### Instructions to follow
All that is asked is a faithful reproduction of the entries.

Collected data
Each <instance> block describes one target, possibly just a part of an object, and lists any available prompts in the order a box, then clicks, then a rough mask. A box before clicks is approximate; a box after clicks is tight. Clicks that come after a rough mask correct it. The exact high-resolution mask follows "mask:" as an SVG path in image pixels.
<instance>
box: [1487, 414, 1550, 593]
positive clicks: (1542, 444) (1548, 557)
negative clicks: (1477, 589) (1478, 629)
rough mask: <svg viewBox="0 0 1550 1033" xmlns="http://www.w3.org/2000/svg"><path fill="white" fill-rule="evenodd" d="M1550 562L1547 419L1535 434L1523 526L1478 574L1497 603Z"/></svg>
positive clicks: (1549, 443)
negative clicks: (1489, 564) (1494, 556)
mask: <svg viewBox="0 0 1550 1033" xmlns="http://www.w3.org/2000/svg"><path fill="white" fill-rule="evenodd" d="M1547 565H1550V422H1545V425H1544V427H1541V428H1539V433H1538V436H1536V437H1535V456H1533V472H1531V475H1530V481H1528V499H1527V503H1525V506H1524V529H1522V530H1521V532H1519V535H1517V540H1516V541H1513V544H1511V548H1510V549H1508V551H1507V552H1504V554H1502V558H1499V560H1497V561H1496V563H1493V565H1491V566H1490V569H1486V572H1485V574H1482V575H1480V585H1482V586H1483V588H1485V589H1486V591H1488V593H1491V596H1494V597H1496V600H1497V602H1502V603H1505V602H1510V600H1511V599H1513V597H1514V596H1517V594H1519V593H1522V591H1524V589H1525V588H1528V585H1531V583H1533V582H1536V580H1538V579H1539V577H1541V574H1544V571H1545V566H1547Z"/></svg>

### Exercise result
Each <instance> block describes one target, possibly just a part of an object, and lists any available prompts in the order a box, then clicks, then a rough mask. A box before clicks is approximate; a box after clicks is tight. Clicks that come after a rough mask correct it. The exact high-resolution mask follows "mask:" as an SVG path in image pixels.
<instance>
box: [1487, 414, 1550, 593]
positive clicks: (1542, 444) (1548, 557)
negative clicks: (1477, 589) (1478, 629)
rough mask: <svg viewBox="0 0 1550 1033" xmlns="http://www.w3.org/2000/svg"><path fill="white" fill-rule="evenodd" d="M1550 562L1547 419L1535 434L1523 526L1478 574L1497 603Z"/></svg>
positive clicks: (1549, 443)
negative clicks: (1489, 564) (1494, 556)
mask: <svg viewBox="0 0 1550 1033" xmlns="http://www.w3.org/2000/svg"><path fill="white" fill-rule="evenodd" d="M1547 565H1550V422H1545V425H1544V427H1541V428H1539V433H1538V436H1536V437H1535V456H1533V472H1531V475H1530V481H1528V499H1527V503H1525V506H1524V529H1522V530H1521V532H1519V535H1517V540H1516V541H1513V544H1511V548H1510V549H1508V551H1507V552H1504V554H1502V558H1499V560H1497V561H1496V563H1493V565H1491V566H1490V569H1486V572H1485V574H1482V575H1480V585H1482V586H1483V588H1485V589H1486V591H1488V593H1491V596H1494V597H1496V600H1497V602H1502V603H1505V602H1510V600H1511V599H1513V597H1514V596H1517V594H1519V593H1522V591H1524V589H1525V588H1528V585H1531V583H1533V582H1536V580H1538V579H1539V577H1541V574H1544V571H1545V566H1547Z"/></svg>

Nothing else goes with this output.